▶ Deine Aufgaben
1. Beantworte anhand des Lesetexts über Laurie Anderson diese Fragen:
(a) Wem sollte Laurie Anderson auf der Pina Bausch Professur nachfolgen?
(b) An welchem Datum sollte sie die Position antreten?
(c) In welchem Jahr unterstützte sie den Aufruf „Letter Against Apartheid“?
2. Schreib den Lesetext über Laurie Andersons Verzicht auf die Professur im Anschluss an seinen letzten Satz weiter.

▶ Lesetext

╔══

Essen. Die Künstlerin hat einen Aufruf unterstützt, der Israel mit „Apartheid“ in Verbindung bringt. An der Essener Folkwang Uni tritt sie nun nicht an.

Die renommierte US-Performance-Künstlerin Laurie Anderson verzichtet auf ihre Pina Bausch Professur an der Folkwang Universität der Künste. Anderson sollte die Position als Nachfolgerin der prominenten Performerin Marina Abramovic eigentlich am 1. April antreten. „Nun wurde bekannt, dass sich Laurie Anderson im Jahr 2021 als Unterstützerin des Aufrufs palästinensischer Künstlerinnen und Künstler mit dem Titel ,Letter Against Apartheid‘ (Brief gegen Apartheid) öffentlich positionierte, der unter anderem Boykottforderungen der israelfeindlichen BDS-Bewegung aufgreift“, heißt es in einer Mitteilung der Hochschule. Vor dem Hintergrund der mittlerweile öffentlich gewordenen Frage nach ihrer politischen Haltung habe Laurie Anderson schließlich entschieden, sich von der Professur zurückzuziehen, heißt es weiter.

╚══

▶ Vorliegende Einträge
╔══

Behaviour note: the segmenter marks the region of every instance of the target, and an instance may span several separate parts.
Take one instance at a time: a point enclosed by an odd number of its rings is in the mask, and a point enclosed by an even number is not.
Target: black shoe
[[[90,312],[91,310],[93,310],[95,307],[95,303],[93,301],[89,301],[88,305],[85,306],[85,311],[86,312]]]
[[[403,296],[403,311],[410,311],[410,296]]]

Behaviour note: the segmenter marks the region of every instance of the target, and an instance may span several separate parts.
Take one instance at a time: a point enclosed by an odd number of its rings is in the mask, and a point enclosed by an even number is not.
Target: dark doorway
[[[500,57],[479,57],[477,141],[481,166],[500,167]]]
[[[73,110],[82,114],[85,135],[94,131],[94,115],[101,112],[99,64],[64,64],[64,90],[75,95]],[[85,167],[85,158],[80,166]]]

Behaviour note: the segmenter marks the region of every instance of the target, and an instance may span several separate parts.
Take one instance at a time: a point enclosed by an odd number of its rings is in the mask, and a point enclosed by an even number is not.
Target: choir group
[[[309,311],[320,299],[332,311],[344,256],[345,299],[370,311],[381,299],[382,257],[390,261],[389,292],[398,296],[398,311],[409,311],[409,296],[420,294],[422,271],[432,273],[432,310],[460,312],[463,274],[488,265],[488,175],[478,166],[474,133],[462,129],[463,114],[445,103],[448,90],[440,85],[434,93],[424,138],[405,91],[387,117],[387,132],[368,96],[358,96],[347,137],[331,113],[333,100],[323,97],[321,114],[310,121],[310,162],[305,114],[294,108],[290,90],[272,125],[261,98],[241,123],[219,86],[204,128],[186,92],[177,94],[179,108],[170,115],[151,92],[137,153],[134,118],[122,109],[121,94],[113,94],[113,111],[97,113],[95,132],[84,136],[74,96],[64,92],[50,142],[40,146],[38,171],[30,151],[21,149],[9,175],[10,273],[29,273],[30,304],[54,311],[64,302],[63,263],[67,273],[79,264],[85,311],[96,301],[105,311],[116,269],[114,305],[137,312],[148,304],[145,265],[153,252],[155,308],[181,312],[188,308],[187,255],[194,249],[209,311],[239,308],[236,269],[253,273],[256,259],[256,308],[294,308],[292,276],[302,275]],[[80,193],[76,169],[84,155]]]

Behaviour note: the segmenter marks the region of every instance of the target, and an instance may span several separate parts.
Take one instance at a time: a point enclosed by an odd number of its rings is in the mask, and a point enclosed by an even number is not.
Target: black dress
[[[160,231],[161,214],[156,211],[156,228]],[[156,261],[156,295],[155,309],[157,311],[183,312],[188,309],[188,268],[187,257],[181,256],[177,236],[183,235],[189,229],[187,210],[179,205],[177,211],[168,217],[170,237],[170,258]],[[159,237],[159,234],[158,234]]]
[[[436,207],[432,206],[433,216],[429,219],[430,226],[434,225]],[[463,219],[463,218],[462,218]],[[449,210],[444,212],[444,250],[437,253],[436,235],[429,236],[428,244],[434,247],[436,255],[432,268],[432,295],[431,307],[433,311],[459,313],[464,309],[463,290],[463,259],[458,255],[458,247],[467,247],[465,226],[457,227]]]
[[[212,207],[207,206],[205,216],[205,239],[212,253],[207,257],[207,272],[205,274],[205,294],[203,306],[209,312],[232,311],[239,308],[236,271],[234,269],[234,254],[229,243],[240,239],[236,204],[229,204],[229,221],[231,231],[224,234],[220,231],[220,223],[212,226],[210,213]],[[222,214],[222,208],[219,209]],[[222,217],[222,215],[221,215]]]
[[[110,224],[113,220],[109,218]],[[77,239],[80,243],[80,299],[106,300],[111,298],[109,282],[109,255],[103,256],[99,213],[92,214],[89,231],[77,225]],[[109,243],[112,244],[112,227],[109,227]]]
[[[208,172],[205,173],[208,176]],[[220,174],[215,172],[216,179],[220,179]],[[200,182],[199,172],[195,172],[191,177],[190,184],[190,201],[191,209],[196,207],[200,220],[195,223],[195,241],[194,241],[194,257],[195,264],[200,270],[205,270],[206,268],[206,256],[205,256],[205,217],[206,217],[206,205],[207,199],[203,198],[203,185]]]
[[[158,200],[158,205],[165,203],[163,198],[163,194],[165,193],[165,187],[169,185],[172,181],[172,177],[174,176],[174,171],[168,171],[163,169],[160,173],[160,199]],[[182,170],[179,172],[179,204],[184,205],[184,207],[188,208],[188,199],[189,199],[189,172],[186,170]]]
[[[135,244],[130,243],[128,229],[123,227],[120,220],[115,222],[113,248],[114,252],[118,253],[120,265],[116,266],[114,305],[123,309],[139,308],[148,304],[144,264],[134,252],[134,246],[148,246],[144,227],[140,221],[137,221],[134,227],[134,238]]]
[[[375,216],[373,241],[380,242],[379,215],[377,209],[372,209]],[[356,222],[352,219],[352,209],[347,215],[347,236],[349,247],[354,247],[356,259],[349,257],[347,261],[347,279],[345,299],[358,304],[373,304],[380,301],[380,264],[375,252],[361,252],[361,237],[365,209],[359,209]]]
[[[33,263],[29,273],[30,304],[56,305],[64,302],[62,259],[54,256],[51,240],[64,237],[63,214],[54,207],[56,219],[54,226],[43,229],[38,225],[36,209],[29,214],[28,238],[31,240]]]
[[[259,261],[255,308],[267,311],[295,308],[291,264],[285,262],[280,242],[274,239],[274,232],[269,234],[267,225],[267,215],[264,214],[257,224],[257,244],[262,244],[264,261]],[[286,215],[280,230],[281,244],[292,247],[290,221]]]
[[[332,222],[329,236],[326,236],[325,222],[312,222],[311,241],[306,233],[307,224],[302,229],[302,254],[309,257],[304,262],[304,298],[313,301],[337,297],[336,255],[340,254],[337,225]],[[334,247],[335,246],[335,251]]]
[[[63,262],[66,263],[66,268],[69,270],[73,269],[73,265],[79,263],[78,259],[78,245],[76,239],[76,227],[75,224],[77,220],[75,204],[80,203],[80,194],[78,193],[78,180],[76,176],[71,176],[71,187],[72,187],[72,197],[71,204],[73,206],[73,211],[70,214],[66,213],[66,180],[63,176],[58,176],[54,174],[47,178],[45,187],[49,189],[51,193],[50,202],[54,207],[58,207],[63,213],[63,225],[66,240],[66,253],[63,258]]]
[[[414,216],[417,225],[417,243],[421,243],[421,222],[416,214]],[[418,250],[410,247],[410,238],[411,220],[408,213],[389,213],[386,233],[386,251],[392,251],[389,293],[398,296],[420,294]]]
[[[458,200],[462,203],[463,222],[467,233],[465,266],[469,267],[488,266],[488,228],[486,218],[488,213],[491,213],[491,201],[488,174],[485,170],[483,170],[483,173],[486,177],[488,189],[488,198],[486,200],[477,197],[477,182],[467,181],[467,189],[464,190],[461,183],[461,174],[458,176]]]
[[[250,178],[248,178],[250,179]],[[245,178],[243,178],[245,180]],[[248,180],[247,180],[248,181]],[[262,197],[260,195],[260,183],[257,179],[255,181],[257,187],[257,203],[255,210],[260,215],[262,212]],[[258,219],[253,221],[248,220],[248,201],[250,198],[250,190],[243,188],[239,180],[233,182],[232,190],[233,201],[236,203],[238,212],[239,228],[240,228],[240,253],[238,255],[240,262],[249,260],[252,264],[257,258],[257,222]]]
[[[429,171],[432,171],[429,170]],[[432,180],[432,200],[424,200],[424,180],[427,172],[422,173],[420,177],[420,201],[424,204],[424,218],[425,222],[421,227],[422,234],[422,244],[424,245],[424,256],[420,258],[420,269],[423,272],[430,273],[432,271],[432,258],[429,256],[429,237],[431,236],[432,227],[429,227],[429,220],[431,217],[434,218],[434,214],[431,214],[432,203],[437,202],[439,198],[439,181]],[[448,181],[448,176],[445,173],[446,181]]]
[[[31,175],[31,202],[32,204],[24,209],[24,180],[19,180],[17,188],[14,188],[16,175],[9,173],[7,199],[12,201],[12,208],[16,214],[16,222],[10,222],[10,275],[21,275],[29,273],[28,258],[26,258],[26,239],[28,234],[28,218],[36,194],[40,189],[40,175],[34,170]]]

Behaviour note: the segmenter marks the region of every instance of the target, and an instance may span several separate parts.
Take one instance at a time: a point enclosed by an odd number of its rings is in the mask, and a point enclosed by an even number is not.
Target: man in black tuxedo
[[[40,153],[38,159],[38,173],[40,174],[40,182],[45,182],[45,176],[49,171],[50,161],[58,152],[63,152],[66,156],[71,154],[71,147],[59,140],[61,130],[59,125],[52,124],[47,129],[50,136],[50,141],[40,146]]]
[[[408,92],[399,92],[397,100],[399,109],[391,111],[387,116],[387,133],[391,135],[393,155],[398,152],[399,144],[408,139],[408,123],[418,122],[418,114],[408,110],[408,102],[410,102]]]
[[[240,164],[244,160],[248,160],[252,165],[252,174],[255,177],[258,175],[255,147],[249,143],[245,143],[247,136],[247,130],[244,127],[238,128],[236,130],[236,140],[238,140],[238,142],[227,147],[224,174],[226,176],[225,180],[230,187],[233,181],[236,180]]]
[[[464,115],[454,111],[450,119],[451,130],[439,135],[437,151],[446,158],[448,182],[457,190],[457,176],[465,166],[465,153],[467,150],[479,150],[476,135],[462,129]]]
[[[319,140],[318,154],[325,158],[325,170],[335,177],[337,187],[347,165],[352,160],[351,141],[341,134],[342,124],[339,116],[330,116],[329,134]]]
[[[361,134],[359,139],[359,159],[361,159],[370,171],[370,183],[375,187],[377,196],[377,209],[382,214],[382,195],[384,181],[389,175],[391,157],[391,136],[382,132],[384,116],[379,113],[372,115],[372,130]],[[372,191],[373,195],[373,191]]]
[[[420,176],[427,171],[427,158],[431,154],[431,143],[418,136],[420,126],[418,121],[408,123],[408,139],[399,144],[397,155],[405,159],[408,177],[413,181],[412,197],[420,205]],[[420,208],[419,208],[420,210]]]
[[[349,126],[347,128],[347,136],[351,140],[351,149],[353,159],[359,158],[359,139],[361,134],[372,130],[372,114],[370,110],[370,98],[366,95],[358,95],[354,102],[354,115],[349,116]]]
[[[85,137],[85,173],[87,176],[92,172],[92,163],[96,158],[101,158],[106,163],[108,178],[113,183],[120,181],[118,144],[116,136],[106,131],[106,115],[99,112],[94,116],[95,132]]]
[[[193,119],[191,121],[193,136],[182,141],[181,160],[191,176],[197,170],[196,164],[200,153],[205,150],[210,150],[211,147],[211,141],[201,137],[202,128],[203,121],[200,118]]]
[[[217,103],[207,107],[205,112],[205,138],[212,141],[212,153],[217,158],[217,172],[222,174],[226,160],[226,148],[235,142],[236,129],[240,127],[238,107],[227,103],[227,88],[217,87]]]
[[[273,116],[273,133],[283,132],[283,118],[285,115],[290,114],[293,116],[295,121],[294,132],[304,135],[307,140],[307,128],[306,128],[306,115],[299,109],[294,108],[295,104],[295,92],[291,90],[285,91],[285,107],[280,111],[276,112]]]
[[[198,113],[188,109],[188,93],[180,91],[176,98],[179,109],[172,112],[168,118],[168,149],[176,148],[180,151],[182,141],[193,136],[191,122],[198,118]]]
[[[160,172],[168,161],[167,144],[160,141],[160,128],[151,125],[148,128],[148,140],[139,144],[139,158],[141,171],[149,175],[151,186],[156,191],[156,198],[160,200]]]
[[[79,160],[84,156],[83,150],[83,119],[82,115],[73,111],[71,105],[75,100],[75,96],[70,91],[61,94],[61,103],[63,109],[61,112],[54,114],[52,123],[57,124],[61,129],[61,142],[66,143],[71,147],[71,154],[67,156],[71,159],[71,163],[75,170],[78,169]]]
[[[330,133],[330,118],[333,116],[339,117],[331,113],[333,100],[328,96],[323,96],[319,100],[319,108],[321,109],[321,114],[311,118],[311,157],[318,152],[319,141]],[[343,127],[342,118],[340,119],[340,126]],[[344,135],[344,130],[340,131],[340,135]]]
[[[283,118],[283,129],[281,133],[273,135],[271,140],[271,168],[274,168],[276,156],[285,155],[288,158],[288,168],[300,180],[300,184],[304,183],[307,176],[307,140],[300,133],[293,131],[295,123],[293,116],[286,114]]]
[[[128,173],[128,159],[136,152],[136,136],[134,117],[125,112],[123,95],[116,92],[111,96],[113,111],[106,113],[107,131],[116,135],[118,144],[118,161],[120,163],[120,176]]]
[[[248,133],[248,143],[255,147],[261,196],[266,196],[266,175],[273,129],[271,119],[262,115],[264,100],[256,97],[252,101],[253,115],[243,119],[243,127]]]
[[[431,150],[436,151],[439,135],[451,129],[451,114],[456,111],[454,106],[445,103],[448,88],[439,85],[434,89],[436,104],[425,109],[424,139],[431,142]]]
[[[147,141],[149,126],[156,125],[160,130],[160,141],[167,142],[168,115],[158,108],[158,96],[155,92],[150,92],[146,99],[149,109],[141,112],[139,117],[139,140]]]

╚══

▶ Lösungen
1.
(a) Marina Abramovic
(b) Am 1. April
(c) 2021

2.
Museum Folkwang hat Kurator wegen israelfeindlichen Postings ausgeladen

Ein ähnlicher Fall hat erst vor wenigen Wochen das Museum Folkwang beschäftigt. Kurz vor der Eröffnung der Ausstellung „Wir ist Zukunft“, trennte sich das Haus Ende November von dem in den USA lebenden haitianischen Kurator und Autor Anaïs Duplan. Begründet wurde die Absage damit, dass Duplan auf seinem Instagram-Account zur Unterstützung der israelfeindlichen BDS-Bewegung aufgerufen hatte. BDS steht für Boykott, Desinvestitionen und Sanktionen. Die von Duplan kuratierte Ausstellungssektion „Afrofuturismus“ wurde danach gestrichen. In den sozialen Netzwerken wurde im Anschluss gezielt gegen die Ausladung des Gastkurators agitiert.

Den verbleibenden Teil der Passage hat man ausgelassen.